(Natural-language object grounding data)
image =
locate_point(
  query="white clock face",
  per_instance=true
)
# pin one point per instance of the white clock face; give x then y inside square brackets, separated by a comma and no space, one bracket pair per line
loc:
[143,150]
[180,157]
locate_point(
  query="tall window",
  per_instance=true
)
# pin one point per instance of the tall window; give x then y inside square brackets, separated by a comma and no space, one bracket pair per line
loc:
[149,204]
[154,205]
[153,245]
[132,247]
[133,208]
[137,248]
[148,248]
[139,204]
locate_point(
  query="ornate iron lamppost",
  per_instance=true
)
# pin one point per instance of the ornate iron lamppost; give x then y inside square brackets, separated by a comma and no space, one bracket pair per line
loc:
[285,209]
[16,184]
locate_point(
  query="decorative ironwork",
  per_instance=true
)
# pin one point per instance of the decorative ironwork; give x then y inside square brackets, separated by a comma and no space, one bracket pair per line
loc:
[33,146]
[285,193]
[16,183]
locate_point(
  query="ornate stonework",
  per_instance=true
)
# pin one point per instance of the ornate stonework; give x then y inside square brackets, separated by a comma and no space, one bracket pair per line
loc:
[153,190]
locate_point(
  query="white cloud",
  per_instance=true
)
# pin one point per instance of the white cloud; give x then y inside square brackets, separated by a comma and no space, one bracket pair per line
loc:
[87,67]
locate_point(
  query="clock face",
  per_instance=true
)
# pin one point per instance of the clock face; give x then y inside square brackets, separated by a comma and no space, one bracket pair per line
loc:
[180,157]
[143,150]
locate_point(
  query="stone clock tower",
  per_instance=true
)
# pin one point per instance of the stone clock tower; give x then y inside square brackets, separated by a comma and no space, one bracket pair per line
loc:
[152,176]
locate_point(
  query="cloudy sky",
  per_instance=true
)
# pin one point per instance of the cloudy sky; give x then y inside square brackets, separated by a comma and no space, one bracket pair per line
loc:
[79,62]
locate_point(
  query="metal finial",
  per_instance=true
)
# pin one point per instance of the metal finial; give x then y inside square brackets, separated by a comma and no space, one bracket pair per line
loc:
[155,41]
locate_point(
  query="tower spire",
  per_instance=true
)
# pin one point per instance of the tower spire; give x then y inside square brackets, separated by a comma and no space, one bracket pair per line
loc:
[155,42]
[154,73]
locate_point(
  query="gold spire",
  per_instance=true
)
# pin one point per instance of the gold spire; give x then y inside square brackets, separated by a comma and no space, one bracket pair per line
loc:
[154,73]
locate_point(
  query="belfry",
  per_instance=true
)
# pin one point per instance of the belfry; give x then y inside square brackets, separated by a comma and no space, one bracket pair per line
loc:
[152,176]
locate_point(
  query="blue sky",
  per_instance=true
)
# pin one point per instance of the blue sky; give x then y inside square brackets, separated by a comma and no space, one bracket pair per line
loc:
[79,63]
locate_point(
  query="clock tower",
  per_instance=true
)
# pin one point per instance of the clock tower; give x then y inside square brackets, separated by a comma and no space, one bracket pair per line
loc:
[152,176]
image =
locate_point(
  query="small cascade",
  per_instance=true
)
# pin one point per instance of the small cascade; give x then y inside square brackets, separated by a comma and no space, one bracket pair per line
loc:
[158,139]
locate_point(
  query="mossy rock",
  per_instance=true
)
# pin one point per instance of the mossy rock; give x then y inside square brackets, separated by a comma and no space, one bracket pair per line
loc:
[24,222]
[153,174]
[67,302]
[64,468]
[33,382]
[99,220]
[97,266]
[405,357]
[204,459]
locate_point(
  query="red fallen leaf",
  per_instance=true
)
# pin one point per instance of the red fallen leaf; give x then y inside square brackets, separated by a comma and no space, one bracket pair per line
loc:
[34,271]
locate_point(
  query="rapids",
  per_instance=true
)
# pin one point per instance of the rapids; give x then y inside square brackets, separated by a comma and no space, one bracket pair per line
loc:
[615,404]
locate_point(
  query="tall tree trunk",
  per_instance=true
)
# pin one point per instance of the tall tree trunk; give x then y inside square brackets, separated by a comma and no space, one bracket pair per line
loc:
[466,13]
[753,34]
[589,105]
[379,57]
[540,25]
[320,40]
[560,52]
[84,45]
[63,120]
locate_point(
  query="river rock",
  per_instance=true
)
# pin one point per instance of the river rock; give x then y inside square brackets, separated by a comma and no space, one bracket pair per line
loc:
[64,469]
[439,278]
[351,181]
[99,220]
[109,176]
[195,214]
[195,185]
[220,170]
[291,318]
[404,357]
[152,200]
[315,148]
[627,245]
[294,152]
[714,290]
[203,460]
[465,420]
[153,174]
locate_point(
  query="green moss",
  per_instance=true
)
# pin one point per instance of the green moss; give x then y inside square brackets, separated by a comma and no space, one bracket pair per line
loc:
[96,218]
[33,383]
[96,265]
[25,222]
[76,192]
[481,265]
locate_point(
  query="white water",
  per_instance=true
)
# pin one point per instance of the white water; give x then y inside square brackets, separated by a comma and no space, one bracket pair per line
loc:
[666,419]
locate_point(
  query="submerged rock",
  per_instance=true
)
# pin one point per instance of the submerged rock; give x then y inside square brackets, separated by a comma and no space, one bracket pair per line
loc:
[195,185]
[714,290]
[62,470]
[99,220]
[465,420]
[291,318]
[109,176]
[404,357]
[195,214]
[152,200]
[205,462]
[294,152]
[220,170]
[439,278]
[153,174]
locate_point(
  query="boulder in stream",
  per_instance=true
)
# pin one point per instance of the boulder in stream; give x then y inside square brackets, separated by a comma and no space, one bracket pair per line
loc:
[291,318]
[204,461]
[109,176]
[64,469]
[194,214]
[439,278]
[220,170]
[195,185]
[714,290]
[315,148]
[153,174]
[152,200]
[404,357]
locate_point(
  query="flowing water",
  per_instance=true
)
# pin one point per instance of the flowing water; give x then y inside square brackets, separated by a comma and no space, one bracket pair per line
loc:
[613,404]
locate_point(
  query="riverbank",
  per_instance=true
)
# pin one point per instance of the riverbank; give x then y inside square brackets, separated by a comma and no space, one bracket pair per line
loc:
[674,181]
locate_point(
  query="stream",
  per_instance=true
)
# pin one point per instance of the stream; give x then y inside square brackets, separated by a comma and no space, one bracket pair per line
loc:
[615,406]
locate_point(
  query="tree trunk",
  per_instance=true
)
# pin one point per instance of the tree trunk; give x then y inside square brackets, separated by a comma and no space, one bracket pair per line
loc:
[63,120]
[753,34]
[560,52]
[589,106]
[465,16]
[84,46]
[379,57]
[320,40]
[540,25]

=== WORK TO COMPLETE ===
Starting at the line above that holds "# pin one point per instance of the small" and ending at the line that holds "# pin one point per instance of the river rock;", transcribe each line exactly and include no other lines.

=== RESULT OF THE TASK ===
# pin one point per instance of the small cascade; give x then y inside square brackets, separated by a comma and no space, one bracket pair per line
loc:
[158,139]
locate_point(
  query="mossy rock",
  per_instance=true
)
# pin one point per instance of the mossy rock; give x then y inside square brackets, separated by a comma and no space, one bracket pair per line
loc:
[24,222]
[153,174]
[67,302]
[64,468]
[33,382]
[99,220]
[97,266]
[405,357]
[204,459]
locate_point(
  query="red fallen leaf",
  per_instance=true
)
# pin one point per instance of the red fallen leaf; give x then y inside square brackets, separated by a comma and no space, one bracket pair per line
loc:
[34,271]
locate_point(
  query="rapids",
  per_instance=true
)
# pin one point per instance of the rapids; give x then y inside square brackets, separated by a comma and no space, one bracket pair per line
loc:
[615,404]
locate_point(
  query="tall tree trunk",
  per_instance=true
)
# pin one point per instance of the tall tree trunk; give x then y inside square brackets, separated by a comma and no space, one bracket pair per line
loc:
[466,13]
[753,34]
[589,105]
[379,57]
[540,25]
[320,40]
[560,52]
[84,45]
[63,120]
locate_point(
  query="river rock",
  per_instance=true
)
# pin one point per instance of the river rock; give x then y inside square brackets, separated by a comma and no space, one bracket pair per line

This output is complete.